Pasca tereduksinya pemaknaan ini, menjadikan partai sebagai kereta tumpangan yang lemah dalam melakukan kontrol terhadap para kadernya. Fenomena kutu loncat pun meningkatkan kekuatan individualisme yang dapat menginjak-nginjak kekuatan partai yang umumnya lebih bersifat institusional dan kolektif.
Mati Suri Karir Kader Parpol
Tujuan awal partai politik sebagai wadah aspirasi, medium penggemblengan calon pemimpin bangsa, dan lembaga yang turut membantu perwujudan cita—cita nasional, telah dikikis oleh fenomena kutu loncat para politisi yang memanfaatkan partai politik sebagai kendaraan politik dan pemuas hasrat politik sesaat saja.
Dampaknya pun bukan hanya dirasakan partai politik, namun akan menamatkan karir politik kader parpol yang merintis, memupuk kemampuan dan kualitas dirinya melalui sistem kaderisasi partai sehingga terputuslah mata rantai pembawa ideologi parpol yang seharus diletakkan pada singgasana yang paripurna.
Potret ini diperparah dengan sikap terbukanya partai politik yang ikut ‘mengamankan’ para kutu loncat ini, dengan mempersilakan mereka merangsek masuk menjadi kader.
Sebagian pertimbangannya, kutu loncat ini memiliki popularitas tinggi, sehingga partai politik berharap ia dapat menjadi magnet electoral dalam mendongkrak suara partai. Terlebih, mobilitasnya tinggi, karenanya dapat diandalkan oleh partai politik untuk menjalankan mesin partai.

**Soal dan Tugas**
(a) Salin bagian teks tentang kutu loncat politisi, mulai dari "Pasca tereduksinya pemaknaan" dan berakhir pada "politik sesaat saja.". Ganti "kereta tumpangan" dengan "kendaraan tumpangan".
(b) Lanjutkan teks tentang kutu loncat politisi dari kalimat terakhirnya.

(Baris dari dataset pelabelan kotak)
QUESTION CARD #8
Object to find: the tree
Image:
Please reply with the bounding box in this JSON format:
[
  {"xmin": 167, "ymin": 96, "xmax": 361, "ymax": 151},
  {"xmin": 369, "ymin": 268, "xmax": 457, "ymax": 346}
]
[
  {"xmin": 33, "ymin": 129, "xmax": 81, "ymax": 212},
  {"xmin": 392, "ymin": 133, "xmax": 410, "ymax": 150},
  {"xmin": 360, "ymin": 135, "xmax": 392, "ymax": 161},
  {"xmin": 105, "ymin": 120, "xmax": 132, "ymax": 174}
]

**Jawaban Latihan**
(a)
Pasca tereduksinya pemaknaan ini, menjadikan partai sebagai kendaraan tumpangan yang lemah dalam melakukan kontrol terhadap para kadernya. Fenomena kutu loncat pun meningkatkan kekuatan individualisme yang dapat menginjak-nginjak kekuatan partai yang umumnya lebih bersifat institusional dan kolektif.
Mati Suri Karir Kader Parpol
Tujuan awal partai politik sebagai wadah aspirasi, medium penggemblengan calon pemimpin bangsa, dan lembaga yang turut membantu perwujudan cita—cita nasional, telah dikikis oleh fenomena kutu loncat para politisi yang memanfaatkan partai politik sebagai kendaraan politik dan pemuas hasrat politik sesaat saja.

(b)
Bila ditinjau dari etika dan norma berpolitik, tentu hal ini merupakan bentuk pengabaian prinsipil karena perjuangan berpolitiknya bukan sebagai perwujudan ideal yaitu sebagai partai politik yang lahir atas jawaban persoalan masyarakat, tapi melenceng menjadi hanya demi kepentingan pribadi saja.
Partai politik yang kerap membuka pintu lebar – lebar bagi para kutu loncat, cenderung memiliki ideologi yang tidak begitu kuat. Sehingga tentu saja tidak ada kekhawatiran berlebih terkait dengan kesesuaian gerak langkah partai dengan si kutu loncat, apakah ia telah segaris dengan khittah-nya atau tidak.
Tentunya tingkat kualitas, elektabilitas, dan kapasitas kader partai politik itu harus menjadi prioritas dan tolak ukur yang ideal bagi pengusungannya. Baik sebagai kepala daerah maupun legislator.
Karir kader partai politik akan terhenti di tengah jalan bila disalip oleh kutu loncat yang hanya mengandalkan popularitas, di sisi lain partai politik menerima begitu saja tanpa mengetahui secara mendalam mengenai kapasitas calon tersebut, apakah benar mumpuni atau tidak.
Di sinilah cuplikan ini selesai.